Rename "wildlife camera-trap work" to "field survey work" everywhere it occurs in the records below, and reproduce every other line unchanged.

## start SUPPLIED RECORDS

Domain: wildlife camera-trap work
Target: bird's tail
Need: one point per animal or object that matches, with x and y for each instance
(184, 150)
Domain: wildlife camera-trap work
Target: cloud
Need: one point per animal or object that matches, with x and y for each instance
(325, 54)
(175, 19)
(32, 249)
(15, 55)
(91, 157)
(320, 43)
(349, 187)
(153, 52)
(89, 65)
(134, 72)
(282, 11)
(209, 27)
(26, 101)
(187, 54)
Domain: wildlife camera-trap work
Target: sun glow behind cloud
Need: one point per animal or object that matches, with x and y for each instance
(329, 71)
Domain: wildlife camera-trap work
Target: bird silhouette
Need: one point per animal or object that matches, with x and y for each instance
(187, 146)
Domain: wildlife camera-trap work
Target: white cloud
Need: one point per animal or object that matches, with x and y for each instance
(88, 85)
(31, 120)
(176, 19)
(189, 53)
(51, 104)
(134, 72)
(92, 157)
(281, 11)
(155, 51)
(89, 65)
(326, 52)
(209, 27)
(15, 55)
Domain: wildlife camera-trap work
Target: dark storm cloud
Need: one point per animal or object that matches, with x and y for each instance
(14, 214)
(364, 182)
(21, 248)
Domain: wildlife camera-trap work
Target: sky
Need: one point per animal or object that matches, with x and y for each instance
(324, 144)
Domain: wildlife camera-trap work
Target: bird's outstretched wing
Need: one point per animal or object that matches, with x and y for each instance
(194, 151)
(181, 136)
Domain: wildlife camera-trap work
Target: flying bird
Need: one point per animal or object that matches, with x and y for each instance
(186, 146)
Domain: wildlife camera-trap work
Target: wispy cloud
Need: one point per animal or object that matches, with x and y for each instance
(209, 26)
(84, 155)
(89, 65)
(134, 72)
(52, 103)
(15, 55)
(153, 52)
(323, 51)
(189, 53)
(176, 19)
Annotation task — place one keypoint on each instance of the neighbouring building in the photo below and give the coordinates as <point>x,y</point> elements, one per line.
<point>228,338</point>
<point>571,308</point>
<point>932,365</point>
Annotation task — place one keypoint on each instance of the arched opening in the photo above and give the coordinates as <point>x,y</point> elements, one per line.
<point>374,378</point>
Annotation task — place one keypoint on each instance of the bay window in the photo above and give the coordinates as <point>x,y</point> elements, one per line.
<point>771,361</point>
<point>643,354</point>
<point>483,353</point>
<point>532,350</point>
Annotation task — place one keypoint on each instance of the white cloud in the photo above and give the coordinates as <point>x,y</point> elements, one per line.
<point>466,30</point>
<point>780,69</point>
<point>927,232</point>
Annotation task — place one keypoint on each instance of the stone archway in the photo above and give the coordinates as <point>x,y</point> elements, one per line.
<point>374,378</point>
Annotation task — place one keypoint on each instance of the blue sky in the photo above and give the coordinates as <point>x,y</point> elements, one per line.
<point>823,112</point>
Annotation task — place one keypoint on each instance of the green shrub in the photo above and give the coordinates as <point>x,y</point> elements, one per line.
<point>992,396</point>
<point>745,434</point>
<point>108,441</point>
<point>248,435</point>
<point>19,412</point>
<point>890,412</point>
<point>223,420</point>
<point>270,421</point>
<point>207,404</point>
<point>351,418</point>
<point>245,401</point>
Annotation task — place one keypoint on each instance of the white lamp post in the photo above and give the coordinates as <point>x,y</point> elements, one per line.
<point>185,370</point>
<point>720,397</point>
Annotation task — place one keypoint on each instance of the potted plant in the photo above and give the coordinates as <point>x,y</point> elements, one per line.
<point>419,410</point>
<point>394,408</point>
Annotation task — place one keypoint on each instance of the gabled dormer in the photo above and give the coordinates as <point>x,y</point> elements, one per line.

## end SUPPLIED RECORDS

RIGHT ANSWER ▸
Domain: field survey work
Target: bird's tail
Need: one point per animal or object that matches, with x and y for each instance
(184, 150)
Domain: field survey work
Target: cloud
Need: one point per animal or object that matches, with x and y for each instance
(325, 54)
(175, 19)
(32, 249)
(15, 55)
(91, 157)
(320, 43)
(349, 187)
(153, 52)
(89, 65)
(134, 72)
(282, 11)
(209, 27)
(26, 101)
(187, 54)
Domain: field survey work
Target: sun glow behind cloud
Need: one point per animal or object that matches, with x and y for each instance
(329, 71)
Domain: field survey work
Target: bird silhouette
Need: one point per animal or object that matches, with x and y for each instance
(187, 146)
Domain: field survey work
Target: white cloud
Need: one point per animal or object that matches, with x and y for each instance
(88, 85)
(31, 120)
(176, 19)
(189, 53)
(51, 104)
(134, 72)
(92, 157)
(281, 11)
(155, 51)
(89, 65)
(326, 52)
(209, 27)
(15, 55)
Domain: field survey work
Target: dark storm cloud
Need: one point per animal or object that matches, with x and y for each instance
(14, 214)
(364, 182)
(21, 248)
Domain: field survey work
Target: sky
Need: one point per animal or object that matches, with x and y for each instance
(324, 144)
Domain: field survey work
Target: bird's outstretched wing
Need: one point per animal or object that matches, with x and y for each instance
(194, 151)
(181, 136)
Domain: field survey work
Target: flying bird
Need: one point per animal or object that matches, with x and y for each instance
(186, 146)
Domain: field survey work
Target: wispy cloud
Need: one point per animal or object that matches, with x and y for each instance
(209, 26)
(84, 155)
(89, 65)
(134, 72)
(52, 103)
(15, 55)
(153, 52)
(323, 51)
(189, 53)
(176, 19)
Annotation task — place one keypoint on each instance of the neighbouring building in the photo below and give the coordinates as <point>x,y</point> elements, one per line.
<point>228,338</point>
<point>571,308</point>
<point>932,365</point>
Annotation task — place one keypoint on each instance of the arched opening in the photo above and give the coordinates as <point>x,y</point> elements, one per line.
<point>374,378</point>
Annotation task — place one keypoint on each instance of the bay window in the photo above and give the coordinates as <point>x,y</point> elements, one per line.
<point>771,361</point>
<point>643,354</point>
<point>483,353</point>
<point>532,350</point>
Annotation task — place one keypoint on each instance of the white cloud in the photo above and give the coordinates as <point>x,y</point> elements, one per line.
<point>466,30</point>
<point>780,69</point>
<point>927,232</point>
Annotation task — place one keypoint on each instance of the stone archway in the photo above and give the coordinates as <point>x,y</point> elements, one per line.
<point>374,378</point>
Annotation task — place one keypoint on each instance of the blue sky in the photo above and give the coordinates as <point>x,y</point> elements, one per line.
<point>823,112</point>
Annotation task — place one keypoint on each instance of the green shrub in the photo above and give the coordinates as <point>x,y</point> elements, one per line.
<point>992,396</point>
<point>745,434</point>
<point>108,441</point>
<point>248,435</point>
<point>19,412</point>
<point>890,412</point>
<point>223,420</point>
<point>270,421</point>
<point>207,404</point>
<point>351,418</point>
<point>245,401</point>
Annotation task — place one keypoint on each instance of the white lamp post in the photo above and give the coordinates as <point>x,y</point> elements, one per line.
<point>185,370</point>
<point>720,397</point>
Annotation task — place one keypoint on each instance of the potted plant in the photo above and give the coordinates as <point>x,y</point> elements, one per line.
<point>419,410</point>
<point>394,408</point>
Annotation task — place one keypoint on each instance of the gabled dormer in the photo above and give the coordinates as <point>x,y</point> elements, one per line.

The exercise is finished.